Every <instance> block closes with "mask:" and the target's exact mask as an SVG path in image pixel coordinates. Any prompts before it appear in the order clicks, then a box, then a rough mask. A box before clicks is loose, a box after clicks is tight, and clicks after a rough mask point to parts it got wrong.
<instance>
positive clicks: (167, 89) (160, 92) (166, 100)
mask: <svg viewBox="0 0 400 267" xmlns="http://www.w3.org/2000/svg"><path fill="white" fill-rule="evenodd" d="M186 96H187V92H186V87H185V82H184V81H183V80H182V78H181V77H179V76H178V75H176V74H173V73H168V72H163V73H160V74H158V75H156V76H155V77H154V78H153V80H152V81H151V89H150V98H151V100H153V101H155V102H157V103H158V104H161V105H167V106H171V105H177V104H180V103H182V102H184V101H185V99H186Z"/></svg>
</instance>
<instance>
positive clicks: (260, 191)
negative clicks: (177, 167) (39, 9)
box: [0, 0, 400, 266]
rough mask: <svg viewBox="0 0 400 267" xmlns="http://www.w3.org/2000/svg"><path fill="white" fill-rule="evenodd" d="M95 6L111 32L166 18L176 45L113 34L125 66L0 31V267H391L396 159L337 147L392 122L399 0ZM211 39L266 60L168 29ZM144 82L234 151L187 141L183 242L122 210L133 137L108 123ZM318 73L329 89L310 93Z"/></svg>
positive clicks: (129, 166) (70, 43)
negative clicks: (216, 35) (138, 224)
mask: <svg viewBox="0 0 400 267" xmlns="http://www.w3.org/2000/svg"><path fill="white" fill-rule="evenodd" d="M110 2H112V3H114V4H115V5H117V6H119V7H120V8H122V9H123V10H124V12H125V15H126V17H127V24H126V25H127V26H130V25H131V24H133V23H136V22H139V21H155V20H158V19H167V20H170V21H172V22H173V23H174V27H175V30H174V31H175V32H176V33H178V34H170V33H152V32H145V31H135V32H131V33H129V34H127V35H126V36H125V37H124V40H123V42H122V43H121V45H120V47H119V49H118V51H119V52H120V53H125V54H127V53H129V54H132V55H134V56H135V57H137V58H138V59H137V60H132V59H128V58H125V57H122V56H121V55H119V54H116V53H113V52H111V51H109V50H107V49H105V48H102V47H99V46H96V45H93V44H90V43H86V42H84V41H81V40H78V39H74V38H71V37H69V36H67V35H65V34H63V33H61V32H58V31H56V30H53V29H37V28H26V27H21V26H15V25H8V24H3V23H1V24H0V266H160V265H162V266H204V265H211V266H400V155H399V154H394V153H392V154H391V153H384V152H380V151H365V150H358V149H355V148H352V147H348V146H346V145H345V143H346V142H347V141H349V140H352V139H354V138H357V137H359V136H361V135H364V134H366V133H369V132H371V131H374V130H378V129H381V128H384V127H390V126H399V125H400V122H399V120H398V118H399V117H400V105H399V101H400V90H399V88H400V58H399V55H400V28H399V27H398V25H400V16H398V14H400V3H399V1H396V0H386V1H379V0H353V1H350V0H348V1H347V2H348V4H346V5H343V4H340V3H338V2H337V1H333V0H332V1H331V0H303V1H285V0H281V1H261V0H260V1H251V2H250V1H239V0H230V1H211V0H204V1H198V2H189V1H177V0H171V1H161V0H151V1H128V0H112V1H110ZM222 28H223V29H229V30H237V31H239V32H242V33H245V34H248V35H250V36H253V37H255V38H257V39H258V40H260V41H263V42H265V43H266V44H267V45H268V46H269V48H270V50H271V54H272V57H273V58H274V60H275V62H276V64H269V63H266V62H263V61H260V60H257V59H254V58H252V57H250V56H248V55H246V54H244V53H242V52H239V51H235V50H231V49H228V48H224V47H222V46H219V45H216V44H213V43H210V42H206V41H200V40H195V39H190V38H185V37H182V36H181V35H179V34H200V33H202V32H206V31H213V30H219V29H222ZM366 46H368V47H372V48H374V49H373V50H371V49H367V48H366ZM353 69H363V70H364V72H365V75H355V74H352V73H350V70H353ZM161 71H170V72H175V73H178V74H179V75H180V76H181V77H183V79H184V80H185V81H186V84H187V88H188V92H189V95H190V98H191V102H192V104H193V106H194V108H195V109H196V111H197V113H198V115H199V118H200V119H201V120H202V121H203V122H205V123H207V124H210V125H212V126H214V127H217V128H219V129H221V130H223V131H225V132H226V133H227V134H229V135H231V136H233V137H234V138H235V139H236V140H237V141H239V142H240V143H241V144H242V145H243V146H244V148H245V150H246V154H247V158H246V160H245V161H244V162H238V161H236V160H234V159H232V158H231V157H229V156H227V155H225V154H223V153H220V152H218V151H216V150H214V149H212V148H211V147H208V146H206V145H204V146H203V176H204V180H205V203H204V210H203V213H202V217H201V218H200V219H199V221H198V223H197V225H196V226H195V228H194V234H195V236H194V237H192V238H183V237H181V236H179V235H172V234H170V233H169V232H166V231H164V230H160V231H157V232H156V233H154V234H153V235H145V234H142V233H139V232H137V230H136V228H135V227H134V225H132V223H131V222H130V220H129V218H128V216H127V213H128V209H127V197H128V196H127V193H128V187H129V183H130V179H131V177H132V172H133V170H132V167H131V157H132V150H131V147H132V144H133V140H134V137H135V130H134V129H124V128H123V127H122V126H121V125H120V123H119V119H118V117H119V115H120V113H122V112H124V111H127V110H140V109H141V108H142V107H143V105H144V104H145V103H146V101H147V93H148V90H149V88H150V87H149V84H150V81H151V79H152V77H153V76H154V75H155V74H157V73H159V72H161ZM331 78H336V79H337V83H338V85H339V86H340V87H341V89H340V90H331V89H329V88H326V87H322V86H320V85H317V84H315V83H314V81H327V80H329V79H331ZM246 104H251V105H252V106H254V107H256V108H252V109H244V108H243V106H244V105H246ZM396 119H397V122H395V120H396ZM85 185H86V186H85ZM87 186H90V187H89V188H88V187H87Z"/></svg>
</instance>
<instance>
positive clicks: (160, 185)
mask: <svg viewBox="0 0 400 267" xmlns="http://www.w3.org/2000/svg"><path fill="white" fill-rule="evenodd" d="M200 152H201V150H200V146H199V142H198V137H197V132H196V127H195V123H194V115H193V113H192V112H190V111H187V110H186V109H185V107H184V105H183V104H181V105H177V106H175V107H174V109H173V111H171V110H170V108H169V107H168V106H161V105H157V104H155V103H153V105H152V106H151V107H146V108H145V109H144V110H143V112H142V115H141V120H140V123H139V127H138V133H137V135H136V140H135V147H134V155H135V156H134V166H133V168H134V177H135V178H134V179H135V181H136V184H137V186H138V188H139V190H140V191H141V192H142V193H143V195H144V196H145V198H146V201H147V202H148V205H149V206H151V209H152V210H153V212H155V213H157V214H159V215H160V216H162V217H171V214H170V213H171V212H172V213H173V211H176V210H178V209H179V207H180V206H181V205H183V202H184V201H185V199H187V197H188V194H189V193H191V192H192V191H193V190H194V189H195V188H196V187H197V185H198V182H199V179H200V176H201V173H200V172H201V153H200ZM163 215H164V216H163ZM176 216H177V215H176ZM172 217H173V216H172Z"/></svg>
********************
YOUR GOAL »
Copy each line of the preceding data that contains the string "rough".

OUTPUT FOR THIS EXERCISE »
Every <instance> block closes with "mask:" and the target's exact mask as an SVG path in image pixel coordinates. Any prompts before it appear in the order clicks, then a box, then a rough mask. A box before clicks is loose, a box after clicks is tight, and clicks after a rough mask point to parts it got wrong.
rough mask: <svg viewBox="0 0 400 267" xmlns="http://www.w3.org/2000/svg"><path fill="white" fill-rule="evenodd" d="M95 6L111 32L166 18L176 45L113 34L125 66L0 31V267H391L396 159L337 147L392 122L399 0ZM211 39L266 60L168 29ZM144 82L234 151L187 141L183 242L122 210L133 137L108 123ZM318 73L329 89L310 93Z"/></svg>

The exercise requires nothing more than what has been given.